How do we avoid these problems and still be able to make assertions that something hasn't happened?

The 'Sentinel' pattern is a good place to start. 

Send a second request after the first that will produce a result after the first has completed, in this way you can assert that if you only see the result of the second request then you can state that the first request hasn't produced anything. Maybe you can ask the asynchronous process to do two things in one request and can then assert that only the effects of the additional work are visible. 

Alternatively you can look at other ways of knowing that the process under test has completed. Check the logging for a statement that is only produced when the process has completed or maybe introduce an event or message that is produced when the process completes regardless of whether the other output is produced. 

It is always a bad idea to expect 'nothing' to happen asynchronously, always expect something. 

April 04, 2011

Debugging Neo4J Spatial - Update 3 on Neo4J Spatial and British Isles OSM Data import.

I have been having a long discussion with Craig Taverner over an issue that I think that I have identified in the Neo4J spatial codebase with particular reference to the OSM code. Unfortunately I have completely failed to communicate the issue that I have perceived. Craig has variously believed that the issue is in my code or my misperception of the Neo4J spatial unit test code.

__Material provided__:
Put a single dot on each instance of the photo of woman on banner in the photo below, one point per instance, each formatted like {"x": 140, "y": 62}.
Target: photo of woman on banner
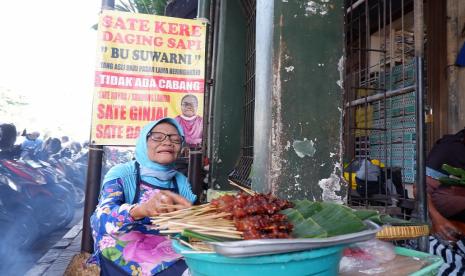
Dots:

__To do__:
1 - In the blog extract on testing asynchronous processes, which pattern is called a good place to start?
2 - Pick up the blog extract on testing and Neo4J Spatial after its final sentence and continue writing it.

__Final results__:
1 - The 'Sentinel' pattern.

2 -
The actual issue is buried deep in private and protected methods within the Neo4J Spatial codebase in particular in the interaction between the spatial search classes and the OSM layer and index. I have yet think of a way to write a simple and direct unit test that will illustrate the problem so instead I am going to write this blog entry to explain what I found and how I found it.

I actually found the issue when I was attempting to debug why some of my unit test code was failing to return the results that I expected. It turned out that my problem was because I had swapped latitude and longitude on the point that I passed in. While debugging I spotted another issue in the way that the spatial search classes (in particular the org.neo4j.gis.spatial.AbstractSearch and org.neo4j.gis.spatial.query.AbstractSearchIntersection classes) interact with the OSM Layer.

The actual issue is that the AbstractSearch class implements its own getEnvelope(Node geomNode) method that takes a node as a parameter and uses the related layer's GeometryEncoder to parse the node and create the envelope. This method is used in AbstractSearchIntersection's needsToVisit(Node geomNode) method to determine whether to visit the node or any of its children.

When I execute the following code which I believe is correct:

SearchContain searchContain = new SearchContain(point);
osmLayer.getIndex().executeSearch(searchContain);

The OSMLayer's GeometryEncoder is used by AbstractSearch to decode the node's envelope and this produces an envelope with the bounding attributes mixed up.

For many searches this is not a huge issue and the search will appear to work. In the case of the Buckinghamshire (Bucks) search the Bucks envelope no longer subtended fractions of a degree but instead subtended 50 odd degrees of latitude and longitude which included Bucks' true envelope.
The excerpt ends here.